# Exercise aim
Please extract every line of the material below that contains the string "zipper" and copy each one in full. Case counts when matching.

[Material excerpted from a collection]
━━━━━━━━━━━━━━━━━━━━━━━━━━━━━━

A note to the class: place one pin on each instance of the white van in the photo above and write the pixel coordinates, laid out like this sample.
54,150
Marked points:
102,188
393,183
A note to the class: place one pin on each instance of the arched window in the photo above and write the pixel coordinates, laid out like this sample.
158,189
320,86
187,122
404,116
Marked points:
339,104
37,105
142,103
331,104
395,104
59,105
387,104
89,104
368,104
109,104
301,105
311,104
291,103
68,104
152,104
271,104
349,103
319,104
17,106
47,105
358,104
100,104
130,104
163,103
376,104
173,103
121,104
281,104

━━━━━━━━━━━━━━━━━━━━━━━━━━━━━━

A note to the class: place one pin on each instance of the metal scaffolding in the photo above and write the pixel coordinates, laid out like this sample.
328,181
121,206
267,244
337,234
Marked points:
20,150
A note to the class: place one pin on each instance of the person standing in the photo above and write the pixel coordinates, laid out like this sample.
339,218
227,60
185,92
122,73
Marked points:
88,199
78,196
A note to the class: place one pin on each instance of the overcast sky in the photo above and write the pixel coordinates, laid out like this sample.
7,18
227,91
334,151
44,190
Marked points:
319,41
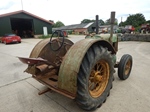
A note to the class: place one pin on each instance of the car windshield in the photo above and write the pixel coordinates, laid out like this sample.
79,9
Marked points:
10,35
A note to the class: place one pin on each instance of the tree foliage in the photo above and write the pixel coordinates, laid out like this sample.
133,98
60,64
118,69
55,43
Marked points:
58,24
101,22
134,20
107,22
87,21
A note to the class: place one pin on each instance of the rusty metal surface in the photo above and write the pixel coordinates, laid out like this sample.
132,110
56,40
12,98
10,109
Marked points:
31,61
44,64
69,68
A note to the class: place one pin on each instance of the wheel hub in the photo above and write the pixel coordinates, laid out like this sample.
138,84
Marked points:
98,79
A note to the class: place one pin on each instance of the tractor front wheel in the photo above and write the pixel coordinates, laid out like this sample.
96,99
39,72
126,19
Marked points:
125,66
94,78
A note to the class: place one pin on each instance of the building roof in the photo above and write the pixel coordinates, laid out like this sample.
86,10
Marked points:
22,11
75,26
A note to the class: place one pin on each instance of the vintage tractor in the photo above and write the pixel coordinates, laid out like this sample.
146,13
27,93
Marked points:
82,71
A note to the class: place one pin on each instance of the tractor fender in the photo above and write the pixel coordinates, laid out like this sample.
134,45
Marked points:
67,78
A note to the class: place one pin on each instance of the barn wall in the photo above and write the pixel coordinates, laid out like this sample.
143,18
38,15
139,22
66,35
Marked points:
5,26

━━━━━━━━━━━━━━━━━━━━━━━━━━━━━━

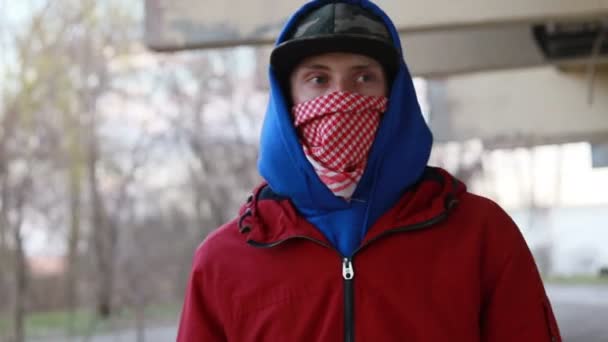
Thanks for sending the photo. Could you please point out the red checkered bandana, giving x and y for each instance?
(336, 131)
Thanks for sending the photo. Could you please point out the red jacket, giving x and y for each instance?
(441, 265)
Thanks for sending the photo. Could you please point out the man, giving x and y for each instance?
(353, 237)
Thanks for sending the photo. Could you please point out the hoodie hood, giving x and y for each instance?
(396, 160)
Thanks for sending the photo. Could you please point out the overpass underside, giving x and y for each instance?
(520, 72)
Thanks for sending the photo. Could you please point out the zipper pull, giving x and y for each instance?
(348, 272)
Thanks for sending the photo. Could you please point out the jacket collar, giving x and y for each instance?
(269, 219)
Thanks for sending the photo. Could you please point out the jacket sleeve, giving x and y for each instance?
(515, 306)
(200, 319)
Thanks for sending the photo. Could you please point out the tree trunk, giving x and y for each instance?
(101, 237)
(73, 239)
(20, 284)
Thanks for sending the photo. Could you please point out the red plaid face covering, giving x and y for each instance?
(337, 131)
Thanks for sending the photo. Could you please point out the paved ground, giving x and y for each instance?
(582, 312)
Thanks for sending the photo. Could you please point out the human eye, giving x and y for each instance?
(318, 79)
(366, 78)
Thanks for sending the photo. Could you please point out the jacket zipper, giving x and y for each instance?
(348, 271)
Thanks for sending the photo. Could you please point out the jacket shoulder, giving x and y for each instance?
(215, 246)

━━━━━━━━━━━━━━━━━━━━━━━━━━━━━━

# Solution to this exercise
Thanks for sending the photo. Could you please point out the zipper pull, giving x and y for each instance?
Thanks for sending the photo. Could you please point out the jacket zipper, giving x and y for each instance?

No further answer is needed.